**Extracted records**
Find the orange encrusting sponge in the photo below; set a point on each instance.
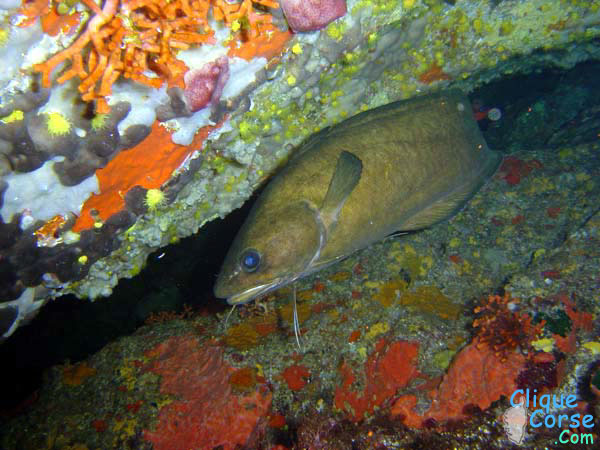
(149, 164)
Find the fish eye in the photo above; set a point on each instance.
(250, 260)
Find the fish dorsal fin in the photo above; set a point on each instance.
(346, 176)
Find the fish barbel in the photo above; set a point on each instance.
(400, 167)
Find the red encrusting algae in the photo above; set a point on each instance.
(205, 413)
(390, 367)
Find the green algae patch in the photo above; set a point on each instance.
(430, 300)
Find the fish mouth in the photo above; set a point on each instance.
(256, 291)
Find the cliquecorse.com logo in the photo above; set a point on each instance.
(516, 418)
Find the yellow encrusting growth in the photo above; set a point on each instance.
(14, 116)
(57, 124)
(155, 198)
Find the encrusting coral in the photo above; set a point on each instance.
(134, 38)
(205, 407)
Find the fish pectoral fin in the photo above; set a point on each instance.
(346, 176)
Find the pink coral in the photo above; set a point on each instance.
(311, 15)
(204, 86)
(205, 406)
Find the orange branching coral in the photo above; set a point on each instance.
(502, 329)
(133, 38)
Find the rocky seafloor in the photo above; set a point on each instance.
(417, 341)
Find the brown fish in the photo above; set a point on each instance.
(399, 167)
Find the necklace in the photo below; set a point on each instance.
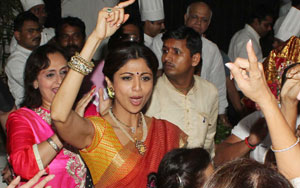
(45, 115)
(133, 129)
(139, 144)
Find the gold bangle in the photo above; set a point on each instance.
(80, 65)
(53, 145)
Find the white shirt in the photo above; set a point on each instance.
(237, 46)
(46, 35)
(14, 70)
(212, 68)
(195, 113)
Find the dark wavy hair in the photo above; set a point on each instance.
(188, 165)
(120, 55)
(246, 173)
(37, 61)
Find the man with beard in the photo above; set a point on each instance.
(27, 32)
(70, 35)
(180, 96)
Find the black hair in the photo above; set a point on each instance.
(117, 57)
(193, 40)
(246, 173)
(295, 3)
(181, 168)
(37, 61)
(259, 12)
(72, 21)
(22, 17)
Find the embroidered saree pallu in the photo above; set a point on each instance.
(114, 165)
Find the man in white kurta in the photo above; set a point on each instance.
(259, 26)
(28, 35)
(212, 63)
(182, 97)
(195, 113)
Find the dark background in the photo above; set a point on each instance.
(229, 16)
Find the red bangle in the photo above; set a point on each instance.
(248, 144)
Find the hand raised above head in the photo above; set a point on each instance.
(249, 75)
(291, 87)
(110, 19)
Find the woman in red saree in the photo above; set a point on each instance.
(124, 146)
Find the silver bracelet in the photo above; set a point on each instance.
(53, 144)
(286, 149)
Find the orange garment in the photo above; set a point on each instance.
(114, 165)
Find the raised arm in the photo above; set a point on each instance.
(74, 129)
(250, 77)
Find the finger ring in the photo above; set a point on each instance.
(109, 10)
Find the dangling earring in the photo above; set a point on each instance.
(111, 92)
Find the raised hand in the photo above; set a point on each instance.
(249, 75)
(291, 87)
(84, 101)
(110, 19)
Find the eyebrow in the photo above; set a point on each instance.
(133, 73)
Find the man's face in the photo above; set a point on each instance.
(265, 26)
(198, 17)
(176, 58)
(30, 35)
(40, 12)
(71, 39)
(155, 27)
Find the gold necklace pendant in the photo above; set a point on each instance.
(140, 146)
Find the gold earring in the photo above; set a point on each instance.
(111, 92)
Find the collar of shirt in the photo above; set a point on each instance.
(252, 32)
(23, 50)
(171, 86)
(148, 40)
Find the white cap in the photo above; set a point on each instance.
(28, 4)
(151, 10)
(290, 25)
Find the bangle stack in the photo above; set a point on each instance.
(80, 65)
(53, 145)
(252, 147)
(286, 149)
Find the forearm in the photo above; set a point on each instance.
(65, 97)
(289, 111)
(282, 137)
(47, 152)
(233, 95)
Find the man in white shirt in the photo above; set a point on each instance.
(198, 17)
(36, 7)
(259, 25)
(28, 35)
(182, 97)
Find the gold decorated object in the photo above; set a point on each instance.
(78, 64)
(278, 60)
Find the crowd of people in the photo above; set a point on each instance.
(146, 115)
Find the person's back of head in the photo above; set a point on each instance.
(182, 168)
(23, 17)
(246, 173)
(71, 21)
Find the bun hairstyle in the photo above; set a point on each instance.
(181, 168)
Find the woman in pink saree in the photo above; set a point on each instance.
(32, 142)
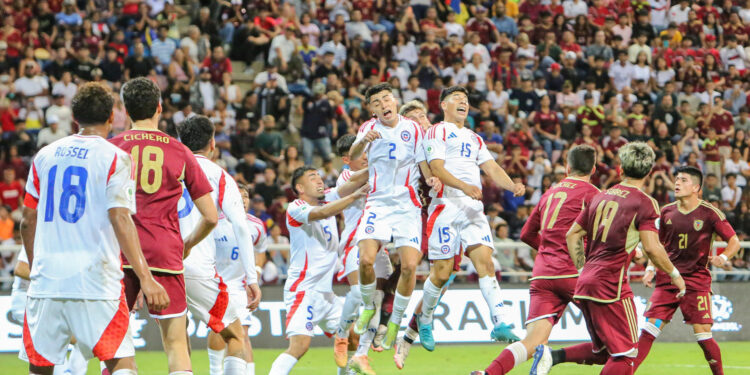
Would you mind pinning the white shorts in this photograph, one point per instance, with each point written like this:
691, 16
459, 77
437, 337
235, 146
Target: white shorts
309, 308
404, 226
456, 223
209, 301
101, 328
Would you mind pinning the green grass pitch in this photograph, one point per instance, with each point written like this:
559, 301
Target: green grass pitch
664, 359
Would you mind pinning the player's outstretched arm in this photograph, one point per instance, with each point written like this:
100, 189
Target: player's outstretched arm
658, 256
209, 219
574, 238
334, 208
127, 237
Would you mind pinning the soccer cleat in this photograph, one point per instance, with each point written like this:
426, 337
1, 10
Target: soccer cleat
390, 335
502, 333
402, 351
542, 361
339, 351
425, 336
363, 321
361, 365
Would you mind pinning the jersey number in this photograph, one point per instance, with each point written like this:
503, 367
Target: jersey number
605, 214
152, 160
72, 188
561, 196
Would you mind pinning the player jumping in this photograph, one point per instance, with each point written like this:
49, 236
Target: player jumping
554, 276
313, 235
686, 229
207, 294
613, 224
76, 221
162, 166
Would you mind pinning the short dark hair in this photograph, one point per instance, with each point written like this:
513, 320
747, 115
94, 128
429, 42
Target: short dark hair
141, 98
298, 173
451, 90
92, 104
196, 132
376, 89
344, 144
693, 172
581, 160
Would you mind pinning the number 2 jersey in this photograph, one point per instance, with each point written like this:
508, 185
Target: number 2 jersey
72, 184
162, 165
688, 238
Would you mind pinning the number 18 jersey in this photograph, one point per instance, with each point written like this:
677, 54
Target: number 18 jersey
72, 184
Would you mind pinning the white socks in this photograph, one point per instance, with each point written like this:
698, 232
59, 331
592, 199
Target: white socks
216, 361
349, 311
430, 299
491, 293
367, 293
399, 306
283, 364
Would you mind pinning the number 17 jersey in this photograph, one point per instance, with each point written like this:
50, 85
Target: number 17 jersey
161, 165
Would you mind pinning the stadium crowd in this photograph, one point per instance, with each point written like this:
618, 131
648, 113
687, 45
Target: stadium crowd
284, 80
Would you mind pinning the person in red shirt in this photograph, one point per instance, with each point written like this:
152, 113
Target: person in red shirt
162, 165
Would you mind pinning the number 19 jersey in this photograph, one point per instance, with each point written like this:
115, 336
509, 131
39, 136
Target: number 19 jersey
162, 165
73, 183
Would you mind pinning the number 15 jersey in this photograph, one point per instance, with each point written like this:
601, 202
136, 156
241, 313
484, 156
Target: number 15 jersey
161, 165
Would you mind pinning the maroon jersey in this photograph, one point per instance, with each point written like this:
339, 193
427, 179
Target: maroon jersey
162, 164
612, 222
688, 238
550, 221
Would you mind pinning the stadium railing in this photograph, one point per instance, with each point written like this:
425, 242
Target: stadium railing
6, 250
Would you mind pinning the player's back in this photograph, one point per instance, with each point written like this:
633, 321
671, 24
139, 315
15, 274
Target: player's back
73, 183
557, 211
612, 222
161, 163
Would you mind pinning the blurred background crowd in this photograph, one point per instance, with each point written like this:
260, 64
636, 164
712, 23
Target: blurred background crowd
283, 80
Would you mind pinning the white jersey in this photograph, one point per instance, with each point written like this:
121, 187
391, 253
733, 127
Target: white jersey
463, 152
201, 263
227, 250
352, 215
73, 183
313, 248
394, 162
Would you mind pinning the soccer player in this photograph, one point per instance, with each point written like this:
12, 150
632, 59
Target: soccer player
162, 166
207, 294
392, 209
554, 276
457, 221
76, 221
230, 269
686, 229
612, 225
313, 236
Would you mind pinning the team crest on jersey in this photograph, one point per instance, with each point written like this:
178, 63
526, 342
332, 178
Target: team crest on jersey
405, 136
697, 224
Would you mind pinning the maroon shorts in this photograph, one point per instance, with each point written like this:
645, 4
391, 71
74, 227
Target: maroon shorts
549, 298
612, 326
695, 306
174, 285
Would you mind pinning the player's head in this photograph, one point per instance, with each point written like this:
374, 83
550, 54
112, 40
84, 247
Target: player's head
197, 133
581, 160
382, 103
688, 181
637, 159
416, 111
454, 101
92, 105
343, 145
142, 99
306, 180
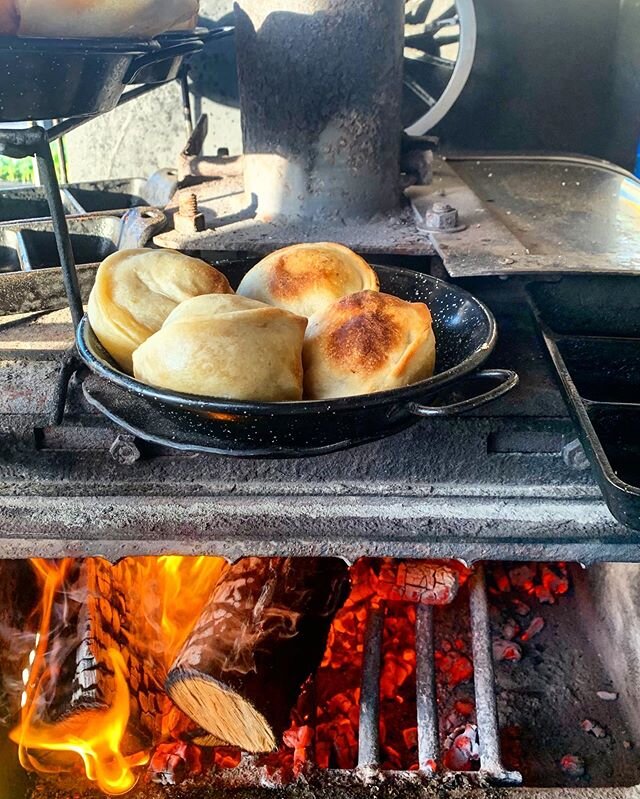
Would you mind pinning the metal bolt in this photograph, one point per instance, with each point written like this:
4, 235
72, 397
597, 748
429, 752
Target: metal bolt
574, 456
124, 450
441, 216
188, 219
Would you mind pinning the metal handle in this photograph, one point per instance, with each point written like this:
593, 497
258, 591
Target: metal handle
189, 47
211, 34
507, 380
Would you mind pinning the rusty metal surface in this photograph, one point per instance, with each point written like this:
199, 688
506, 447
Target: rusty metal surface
233, 226
535, 214
321, 97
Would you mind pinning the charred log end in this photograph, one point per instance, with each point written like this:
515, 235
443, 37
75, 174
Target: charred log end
220, 711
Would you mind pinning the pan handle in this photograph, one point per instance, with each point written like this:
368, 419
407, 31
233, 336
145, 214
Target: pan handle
188, 47
506, 381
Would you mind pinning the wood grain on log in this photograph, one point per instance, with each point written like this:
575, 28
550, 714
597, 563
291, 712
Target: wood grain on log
259, 637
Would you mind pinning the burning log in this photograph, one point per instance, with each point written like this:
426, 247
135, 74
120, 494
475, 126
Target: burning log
261, 634
89, 620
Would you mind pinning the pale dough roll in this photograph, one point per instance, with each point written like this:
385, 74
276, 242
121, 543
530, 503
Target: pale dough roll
307, 278
136, 290
226, 346
101, 18
367, 342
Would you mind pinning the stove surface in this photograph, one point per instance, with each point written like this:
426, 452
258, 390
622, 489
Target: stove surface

**Task brief**
Your answer must hold the line containing "Target: pale dough roll" and all lines after it in the entries above, exactly, and nothing else.

**Response below**
Target: pale dough roll
307, 278
136, 290
226, 346
101, 18
367, 342
Would you mind pinning the stove surface in this photograph, one point per instance, with each point written like this:
426, 452
258, 390
622, 489
Target: stove surface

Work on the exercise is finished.